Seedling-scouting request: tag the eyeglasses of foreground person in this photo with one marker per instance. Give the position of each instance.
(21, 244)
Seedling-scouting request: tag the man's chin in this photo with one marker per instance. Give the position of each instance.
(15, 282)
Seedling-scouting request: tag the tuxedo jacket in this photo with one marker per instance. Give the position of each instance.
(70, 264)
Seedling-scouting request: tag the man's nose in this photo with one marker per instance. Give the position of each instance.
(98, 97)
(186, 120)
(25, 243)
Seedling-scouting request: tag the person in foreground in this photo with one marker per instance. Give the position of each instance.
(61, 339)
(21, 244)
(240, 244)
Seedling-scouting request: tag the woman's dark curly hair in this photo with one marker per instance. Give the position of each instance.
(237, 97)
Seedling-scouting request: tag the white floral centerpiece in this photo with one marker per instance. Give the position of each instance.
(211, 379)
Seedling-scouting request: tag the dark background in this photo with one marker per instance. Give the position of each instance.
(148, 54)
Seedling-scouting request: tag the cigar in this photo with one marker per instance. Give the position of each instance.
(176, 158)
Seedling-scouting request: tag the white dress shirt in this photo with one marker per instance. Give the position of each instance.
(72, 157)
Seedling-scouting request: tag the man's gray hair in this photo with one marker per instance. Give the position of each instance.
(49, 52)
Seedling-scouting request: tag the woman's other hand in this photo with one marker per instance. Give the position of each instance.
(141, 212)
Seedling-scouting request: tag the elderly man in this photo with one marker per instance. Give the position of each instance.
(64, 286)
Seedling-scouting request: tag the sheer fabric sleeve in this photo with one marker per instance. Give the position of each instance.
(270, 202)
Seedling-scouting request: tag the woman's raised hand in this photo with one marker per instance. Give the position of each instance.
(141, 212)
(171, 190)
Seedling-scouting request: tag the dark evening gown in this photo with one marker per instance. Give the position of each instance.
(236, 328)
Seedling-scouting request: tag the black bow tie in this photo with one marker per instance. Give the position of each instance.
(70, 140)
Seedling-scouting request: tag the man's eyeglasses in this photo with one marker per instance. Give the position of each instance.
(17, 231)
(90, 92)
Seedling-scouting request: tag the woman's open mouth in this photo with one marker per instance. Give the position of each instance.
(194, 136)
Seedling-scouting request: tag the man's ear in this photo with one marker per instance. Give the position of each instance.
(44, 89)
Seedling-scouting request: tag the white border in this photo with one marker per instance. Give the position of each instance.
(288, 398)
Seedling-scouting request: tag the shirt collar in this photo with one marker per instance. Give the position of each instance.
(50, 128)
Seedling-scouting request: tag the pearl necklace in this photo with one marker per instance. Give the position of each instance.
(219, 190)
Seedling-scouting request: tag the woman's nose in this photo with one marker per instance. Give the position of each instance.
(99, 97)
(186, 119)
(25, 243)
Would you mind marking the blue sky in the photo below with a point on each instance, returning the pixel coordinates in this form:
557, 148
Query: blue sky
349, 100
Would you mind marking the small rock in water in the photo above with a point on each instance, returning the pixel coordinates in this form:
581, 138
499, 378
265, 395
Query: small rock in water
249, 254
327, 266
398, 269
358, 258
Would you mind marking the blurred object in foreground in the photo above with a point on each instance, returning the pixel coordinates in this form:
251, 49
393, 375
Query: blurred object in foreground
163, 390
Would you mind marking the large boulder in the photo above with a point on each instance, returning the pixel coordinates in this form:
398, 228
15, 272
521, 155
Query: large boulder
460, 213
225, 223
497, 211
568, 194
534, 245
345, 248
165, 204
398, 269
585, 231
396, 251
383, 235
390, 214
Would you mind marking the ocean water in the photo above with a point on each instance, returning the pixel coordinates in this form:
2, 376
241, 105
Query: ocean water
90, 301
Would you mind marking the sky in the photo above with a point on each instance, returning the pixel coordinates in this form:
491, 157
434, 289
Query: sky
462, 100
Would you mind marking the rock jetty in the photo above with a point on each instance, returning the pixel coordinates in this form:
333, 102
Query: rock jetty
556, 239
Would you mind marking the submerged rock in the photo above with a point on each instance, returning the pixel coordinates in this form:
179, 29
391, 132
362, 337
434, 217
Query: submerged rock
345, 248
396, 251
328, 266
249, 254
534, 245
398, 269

**********

#### Given instruction
Update the lines from the one containing "Would you mind marking the ocean" through the final line, both included, replacing each "marking" with "labeling" and leaving everything else unchanged.

#### Task response
Would you mind labeling the ocean water in the photo above with a point on each instance, returning the pixel coordinates in this form:
2, 376
241, 105
Query: ocean water
90, 301
Would you mind labeling the sky in the photo above with a point on each instance, returning the pixel coordinates in this form:
491, 157
434, 289
Query: sky
462, 100
Would you mind labeling the rock jetty in the photo above with a point on each instance, returning the pixel coordinates in this form:
333, 102
Query: rock jetty
556, 239
Would you mind labeling the submerged rock in the photo above with a point on each instance, returning the pixel coordinates in this form:
179, 29
391, 132
362, 337
434, 217
Query: submerged rock
345, 248
396, 251
328, 266
249, 254
534, 245
398, 269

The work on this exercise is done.